## Text to read

------------------------------------

Transducers: Clojure's Next Big Idea

Recently Rich Hickey announced transducers for Clojure, the next big idea in Clojure after reducers.

In Clojure, we often work with collections in various types of sequences (lazy or not), and core.async channels. The workhorse functions in Clojure–map, reduce, and filter, among others–are all functions that operate on collections. When we compose multiple functions that operate over these collections, we gain performance benefits and power. However, implementing those composed functions ourselves means locking it into a particular collection input and output. For example, core.async needed to have its own implementation of map that behaved like Clojure’s map but only worked with core.async channels.

Transducers were introduced to free functions from implementation-specific knowledge of collection types. Instead, transducers operate on any type of collection and focus on the operation they wish to perform on that collection. Before we go further into transducers, however, let’s take a look at their predecessors.

Reducers introduced the idea to Clojure that functions operating over a collection could be combined into one function and then operate on the entire collection in one go. Reducers decoupled the implementation of inputs from the operation you wish to perform on the inputs. Reducers can only be evaluated eagerly, not lazily, and not over a core.async channel. As core.async becomes more and more popular with Clojure, reducers are left behind. Reducers’ eager evaluation means the work is all done at once; the output cannot be a lazy sequence anymore. Additionally, reducers use macros to perform their magic instead of using function composition, which means we have to repeat our logic to handle different abstractions.

Clojure’s collection function internals have all been rewritten with this new concept of transducers. By digging into how transducers work, we can learn to use their full power and gain their benefits. I’ve been reading about the recent changes to Clojure’s functions, and this post details what I’ve learned so far.

In our code, we want to ignore the implementation of our inputs and outputs and instead focus on the operations to perform on a collection. To get a mental model of how this looks, consider a worker in an chocolate factory. The workers in the factory have many different tasks they need to perform including decorating the candies, removing misshapen candies, and putting the candies into different bins based on color. The candies could come continuously from a conveyer belt or arrive in bulk: the worker doesn’t care how they show up, only that they do show up. Once the worker is done with their task, the candies leave the worker’s area and the worker has no further interaction with them.

How would an eager-loaded collection look to our factory worker? The candies would show up in a big bin, all ready to be processed. The worker might perform a filtering operation—throw out the bad candies—and place the good candies into a new bin. In this example, the worker isn’t so concerned about where that bin comes from or where the output bin goes after the work is finished.

------------------------------------

## Items
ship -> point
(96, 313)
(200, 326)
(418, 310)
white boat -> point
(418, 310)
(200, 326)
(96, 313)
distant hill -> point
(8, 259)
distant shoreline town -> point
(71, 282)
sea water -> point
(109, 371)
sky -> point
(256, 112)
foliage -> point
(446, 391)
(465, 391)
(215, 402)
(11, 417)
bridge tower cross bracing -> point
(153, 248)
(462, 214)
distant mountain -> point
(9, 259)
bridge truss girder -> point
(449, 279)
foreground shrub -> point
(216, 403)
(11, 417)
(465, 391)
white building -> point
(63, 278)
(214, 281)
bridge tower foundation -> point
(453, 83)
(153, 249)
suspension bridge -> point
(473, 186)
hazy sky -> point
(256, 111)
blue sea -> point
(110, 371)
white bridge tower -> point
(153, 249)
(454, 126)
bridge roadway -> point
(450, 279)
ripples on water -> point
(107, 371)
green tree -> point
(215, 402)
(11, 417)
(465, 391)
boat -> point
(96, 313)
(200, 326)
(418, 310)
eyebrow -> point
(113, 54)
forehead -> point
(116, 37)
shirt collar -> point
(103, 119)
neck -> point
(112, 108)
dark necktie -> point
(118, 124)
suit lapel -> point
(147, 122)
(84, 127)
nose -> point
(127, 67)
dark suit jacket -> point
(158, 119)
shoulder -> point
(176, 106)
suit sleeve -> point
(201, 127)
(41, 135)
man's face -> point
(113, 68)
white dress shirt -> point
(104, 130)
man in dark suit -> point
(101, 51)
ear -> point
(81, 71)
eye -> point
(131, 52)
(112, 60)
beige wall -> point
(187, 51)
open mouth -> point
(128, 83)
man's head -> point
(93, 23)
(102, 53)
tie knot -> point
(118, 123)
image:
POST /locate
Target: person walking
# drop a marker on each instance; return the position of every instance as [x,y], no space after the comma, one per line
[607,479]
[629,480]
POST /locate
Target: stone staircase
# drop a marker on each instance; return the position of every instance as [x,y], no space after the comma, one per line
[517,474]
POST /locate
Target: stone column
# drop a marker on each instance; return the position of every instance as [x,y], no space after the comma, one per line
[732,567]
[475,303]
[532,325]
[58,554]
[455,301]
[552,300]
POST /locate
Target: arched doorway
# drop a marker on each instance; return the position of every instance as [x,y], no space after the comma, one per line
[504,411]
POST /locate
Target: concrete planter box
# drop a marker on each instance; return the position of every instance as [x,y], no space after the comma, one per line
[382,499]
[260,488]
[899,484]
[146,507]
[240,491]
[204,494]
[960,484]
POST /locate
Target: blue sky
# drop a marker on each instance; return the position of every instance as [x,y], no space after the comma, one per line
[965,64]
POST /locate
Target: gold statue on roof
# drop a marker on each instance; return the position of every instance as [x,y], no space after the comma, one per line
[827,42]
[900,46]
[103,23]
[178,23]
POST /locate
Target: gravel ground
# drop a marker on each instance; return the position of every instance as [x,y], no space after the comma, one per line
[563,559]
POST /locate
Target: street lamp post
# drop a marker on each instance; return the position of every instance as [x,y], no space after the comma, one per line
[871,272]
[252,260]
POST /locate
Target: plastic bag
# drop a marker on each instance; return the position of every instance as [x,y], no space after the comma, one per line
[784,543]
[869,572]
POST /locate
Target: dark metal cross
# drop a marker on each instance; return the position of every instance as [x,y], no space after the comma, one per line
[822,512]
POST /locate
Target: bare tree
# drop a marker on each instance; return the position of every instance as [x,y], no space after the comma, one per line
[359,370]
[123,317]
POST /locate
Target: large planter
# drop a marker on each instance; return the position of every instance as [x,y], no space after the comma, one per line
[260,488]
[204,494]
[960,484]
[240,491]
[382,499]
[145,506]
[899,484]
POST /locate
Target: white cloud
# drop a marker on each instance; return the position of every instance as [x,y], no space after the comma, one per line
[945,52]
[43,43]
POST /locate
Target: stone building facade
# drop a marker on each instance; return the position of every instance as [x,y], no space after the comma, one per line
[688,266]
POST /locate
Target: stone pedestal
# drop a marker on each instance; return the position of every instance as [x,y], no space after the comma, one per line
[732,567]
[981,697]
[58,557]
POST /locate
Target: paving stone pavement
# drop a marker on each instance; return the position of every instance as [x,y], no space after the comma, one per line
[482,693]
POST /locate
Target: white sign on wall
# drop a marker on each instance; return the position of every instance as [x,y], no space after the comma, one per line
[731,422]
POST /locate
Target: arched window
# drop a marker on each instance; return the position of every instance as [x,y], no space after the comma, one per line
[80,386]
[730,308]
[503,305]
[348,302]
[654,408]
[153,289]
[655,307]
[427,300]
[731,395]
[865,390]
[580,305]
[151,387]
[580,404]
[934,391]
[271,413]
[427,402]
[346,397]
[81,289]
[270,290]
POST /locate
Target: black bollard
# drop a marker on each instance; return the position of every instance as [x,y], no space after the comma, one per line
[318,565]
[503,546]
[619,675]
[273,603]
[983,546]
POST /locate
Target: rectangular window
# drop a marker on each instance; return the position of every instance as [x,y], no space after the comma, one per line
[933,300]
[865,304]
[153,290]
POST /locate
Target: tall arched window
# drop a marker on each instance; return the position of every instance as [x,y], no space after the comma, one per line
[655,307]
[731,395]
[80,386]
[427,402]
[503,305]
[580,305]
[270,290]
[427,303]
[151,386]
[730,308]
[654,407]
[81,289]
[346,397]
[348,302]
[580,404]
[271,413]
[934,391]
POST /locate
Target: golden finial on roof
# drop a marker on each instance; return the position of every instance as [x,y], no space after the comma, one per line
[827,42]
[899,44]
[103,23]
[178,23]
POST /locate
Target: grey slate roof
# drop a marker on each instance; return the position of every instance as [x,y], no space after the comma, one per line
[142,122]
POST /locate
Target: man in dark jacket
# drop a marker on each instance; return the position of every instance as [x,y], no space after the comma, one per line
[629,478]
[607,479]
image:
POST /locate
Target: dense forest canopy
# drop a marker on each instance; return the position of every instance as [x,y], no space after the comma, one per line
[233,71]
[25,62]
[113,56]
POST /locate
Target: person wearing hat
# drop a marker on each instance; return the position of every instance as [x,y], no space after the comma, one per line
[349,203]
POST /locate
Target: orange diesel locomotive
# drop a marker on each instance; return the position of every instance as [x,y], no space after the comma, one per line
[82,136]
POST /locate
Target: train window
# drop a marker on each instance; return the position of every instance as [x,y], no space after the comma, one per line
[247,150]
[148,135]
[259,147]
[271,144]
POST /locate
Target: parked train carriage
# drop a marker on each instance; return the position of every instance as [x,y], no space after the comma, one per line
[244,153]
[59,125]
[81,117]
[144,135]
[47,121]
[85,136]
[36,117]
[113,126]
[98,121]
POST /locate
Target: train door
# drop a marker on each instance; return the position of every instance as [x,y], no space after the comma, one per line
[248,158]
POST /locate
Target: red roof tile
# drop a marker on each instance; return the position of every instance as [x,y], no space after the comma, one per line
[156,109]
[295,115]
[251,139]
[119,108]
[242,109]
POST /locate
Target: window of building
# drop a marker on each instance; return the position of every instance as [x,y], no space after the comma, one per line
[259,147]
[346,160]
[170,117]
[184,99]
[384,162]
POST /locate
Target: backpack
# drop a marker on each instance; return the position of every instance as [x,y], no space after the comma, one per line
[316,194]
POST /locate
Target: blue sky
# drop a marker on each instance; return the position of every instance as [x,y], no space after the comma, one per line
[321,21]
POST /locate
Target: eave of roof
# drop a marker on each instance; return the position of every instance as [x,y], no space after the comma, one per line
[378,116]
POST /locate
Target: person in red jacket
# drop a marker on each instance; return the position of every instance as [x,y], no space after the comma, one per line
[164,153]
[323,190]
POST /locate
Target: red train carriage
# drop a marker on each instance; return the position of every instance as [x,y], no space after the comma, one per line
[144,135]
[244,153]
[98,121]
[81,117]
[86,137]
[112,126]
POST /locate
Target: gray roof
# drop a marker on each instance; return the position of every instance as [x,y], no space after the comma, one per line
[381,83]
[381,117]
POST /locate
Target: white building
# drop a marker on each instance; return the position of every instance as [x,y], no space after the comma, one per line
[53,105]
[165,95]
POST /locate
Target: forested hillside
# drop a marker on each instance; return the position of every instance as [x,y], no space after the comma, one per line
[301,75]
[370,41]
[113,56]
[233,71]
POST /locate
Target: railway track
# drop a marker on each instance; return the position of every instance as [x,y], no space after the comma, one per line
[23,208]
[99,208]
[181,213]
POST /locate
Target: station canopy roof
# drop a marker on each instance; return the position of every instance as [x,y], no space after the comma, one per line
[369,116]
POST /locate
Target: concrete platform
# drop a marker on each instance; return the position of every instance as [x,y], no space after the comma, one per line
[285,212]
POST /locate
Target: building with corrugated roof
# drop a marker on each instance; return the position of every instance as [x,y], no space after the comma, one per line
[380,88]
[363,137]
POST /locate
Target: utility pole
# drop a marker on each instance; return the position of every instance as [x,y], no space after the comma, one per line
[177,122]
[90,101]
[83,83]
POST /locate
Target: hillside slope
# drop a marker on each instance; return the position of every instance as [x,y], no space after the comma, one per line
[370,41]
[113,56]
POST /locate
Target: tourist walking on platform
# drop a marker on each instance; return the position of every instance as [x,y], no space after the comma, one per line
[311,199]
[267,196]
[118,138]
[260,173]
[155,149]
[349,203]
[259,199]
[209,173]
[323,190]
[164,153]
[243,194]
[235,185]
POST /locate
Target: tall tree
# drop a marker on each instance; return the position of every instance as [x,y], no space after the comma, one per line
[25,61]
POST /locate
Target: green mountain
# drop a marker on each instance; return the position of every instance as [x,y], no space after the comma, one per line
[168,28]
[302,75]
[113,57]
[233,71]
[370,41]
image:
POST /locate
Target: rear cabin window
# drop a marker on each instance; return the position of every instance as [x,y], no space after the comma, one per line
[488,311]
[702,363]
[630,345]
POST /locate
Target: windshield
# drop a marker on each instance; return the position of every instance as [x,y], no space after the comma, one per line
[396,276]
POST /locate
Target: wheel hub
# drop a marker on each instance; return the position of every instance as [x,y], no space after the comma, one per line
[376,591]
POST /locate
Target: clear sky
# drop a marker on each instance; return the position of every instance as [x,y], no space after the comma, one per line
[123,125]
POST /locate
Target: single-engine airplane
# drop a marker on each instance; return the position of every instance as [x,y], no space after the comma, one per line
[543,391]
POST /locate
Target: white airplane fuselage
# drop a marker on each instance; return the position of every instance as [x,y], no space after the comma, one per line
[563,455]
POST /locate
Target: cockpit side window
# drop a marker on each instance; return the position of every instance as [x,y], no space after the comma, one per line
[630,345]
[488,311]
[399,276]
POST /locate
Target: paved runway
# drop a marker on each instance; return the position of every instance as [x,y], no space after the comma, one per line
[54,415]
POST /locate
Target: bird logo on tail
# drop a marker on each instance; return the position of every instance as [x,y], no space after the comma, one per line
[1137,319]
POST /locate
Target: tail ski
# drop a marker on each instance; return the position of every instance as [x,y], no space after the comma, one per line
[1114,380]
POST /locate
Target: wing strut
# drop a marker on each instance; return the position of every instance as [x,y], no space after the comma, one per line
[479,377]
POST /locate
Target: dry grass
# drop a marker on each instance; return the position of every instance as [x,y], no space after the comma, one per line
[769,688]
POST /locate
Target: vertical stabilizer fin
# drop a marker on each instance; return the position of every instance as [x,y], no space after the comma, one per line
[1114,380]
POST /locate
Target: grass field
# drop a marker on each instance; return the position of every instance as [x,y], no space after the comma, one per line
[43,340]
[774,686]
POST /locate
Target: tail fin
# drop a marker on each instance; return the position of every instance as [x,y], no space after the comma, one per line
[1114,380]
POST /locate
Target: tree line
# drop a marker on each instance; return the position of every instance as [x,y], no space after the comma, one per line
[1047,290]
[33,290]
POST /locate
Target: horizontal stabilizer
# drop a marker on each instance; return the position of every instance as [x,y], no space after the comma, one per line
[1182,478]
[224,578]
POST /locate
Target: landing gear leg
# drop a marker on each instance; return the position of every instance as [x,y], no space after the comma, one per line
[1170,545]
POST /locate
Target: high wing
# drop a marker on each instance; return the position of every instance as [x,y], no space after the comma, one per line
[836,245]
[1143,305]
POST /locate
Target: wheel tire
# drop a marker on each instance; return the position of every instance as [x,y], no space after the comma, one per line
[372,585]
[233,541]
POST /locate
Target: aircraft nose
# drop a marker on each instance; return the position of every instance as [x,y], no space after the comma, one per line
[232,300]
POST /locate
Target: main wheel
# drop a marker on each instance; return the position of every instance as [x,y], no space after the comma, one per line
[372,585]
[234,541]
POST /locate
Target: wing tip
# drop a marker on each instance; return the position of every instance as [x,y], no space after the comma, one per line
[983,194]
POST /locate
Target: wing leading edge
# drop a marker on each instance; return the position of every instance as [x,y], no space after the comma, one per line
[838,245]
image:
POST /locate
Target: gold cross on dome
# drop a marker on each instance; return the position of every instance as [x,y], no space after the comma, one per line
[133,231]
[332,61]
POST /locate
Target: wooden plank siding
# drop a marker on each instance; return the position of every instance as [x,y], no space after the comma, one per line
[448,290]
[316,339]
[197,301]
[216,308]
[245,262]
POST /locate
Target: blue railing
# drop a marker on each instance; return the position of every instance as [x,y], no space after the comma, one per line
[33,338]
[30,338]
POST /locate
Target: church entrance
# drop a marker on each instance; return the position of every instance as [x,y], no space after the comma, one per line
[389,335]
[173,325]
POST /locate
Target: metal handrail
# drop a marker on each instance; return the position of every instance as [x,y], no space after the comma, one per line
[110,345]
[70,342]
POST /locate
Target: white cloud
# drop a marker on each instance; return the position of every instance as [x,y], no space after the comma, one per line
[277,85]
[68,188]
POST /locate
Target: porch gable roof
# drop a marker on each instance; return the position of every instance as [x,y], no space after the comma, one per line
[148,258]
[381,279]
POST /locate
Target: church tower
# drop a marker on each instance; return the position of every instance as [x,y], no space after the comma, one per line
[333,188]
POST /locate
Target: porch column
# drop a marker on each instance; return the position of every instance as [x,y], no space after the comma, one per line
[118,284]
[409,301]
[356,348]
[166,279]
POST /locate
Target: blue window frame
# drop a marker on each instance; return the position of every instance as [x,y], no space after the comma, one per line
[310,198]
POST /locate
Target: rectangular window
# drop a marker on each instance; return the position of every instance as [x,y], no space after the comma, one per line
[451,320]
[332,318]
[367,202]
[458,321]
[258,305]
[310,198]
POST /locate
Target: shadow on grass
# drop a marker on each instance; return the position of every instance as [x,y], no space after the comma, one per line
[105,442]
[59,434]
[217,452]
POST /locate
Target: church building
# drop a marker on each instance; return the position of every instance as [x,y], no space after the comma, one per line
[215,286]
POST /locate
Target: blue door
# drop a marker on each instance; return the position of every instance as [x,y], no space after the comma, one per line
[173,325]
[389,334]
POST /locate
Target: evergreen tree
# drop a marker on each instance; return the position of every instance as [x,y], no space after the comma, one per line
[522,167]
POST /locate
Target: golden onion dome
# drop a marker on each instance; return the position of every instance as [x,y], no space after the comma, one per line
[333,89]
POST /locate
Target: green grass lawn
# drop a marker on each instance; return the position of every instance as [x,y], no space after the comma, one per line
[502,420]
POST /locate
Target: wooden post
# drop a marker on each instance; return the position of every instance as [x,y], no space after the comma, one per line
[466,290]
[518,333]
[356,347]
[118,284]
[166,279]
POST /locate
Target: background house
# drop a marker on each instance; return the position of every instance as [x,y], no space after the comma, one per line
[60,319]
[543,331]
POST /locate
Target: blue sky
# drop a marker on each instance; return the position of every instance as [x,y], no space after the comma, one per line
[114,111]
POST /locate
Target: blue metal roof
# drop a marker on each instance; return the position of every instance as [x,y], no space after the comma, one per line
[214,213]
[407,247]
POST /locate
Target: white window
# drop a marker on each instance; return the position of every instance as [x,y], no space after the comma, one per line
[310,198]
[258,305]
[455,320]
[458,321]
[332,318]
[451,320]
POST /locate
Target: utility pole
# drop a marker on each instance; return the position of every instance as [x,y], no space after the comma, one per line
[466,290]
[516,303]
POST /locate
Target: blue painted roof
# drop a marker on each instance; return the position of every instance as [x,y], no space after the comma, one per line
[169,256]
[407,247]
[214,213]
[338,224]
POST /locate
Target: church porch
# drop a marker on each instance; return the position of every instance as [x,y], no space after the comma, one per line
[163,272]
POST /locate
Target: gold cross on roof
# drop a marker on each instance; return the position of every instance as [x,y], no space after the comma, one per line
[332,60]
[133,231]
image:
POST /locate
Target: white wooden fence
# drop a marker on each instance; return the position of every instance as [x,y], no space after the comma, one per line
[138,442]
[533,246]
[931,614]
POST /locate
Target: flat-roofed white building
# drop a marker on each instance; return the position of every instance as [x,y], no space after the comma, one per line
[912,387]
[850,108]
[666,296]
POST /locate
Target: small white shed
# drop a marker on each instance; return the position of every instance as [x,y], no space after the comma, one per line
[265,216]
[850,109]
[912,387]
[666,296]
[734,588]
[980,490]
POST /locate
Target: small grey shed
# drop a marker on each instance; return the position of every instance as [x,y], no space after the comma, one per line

------------------------------------

## Task goal
Reproduce word for word the passage of the transducers text that starts at "In our code, we" and ends at "interaction with them.".

## Complete output
In our code, we want to ignore the implementation of our inputs and outputs and instead focus on the operations to perform on a collection. To get a mental model of how this looks, consider a worker in an chocolate factory. The workers in the factory have many different tasks they need to perform including decorating the candies, removing misshapen candies, and putting the candies into different bins based on color. The candies could come continuously from a conveyer belt or arrive in bulk: the worker doesn’t care how they show up, only that they do show up. Once the worker is done with their task, the candies leave the worker’s area and the worker has no further interaction with them.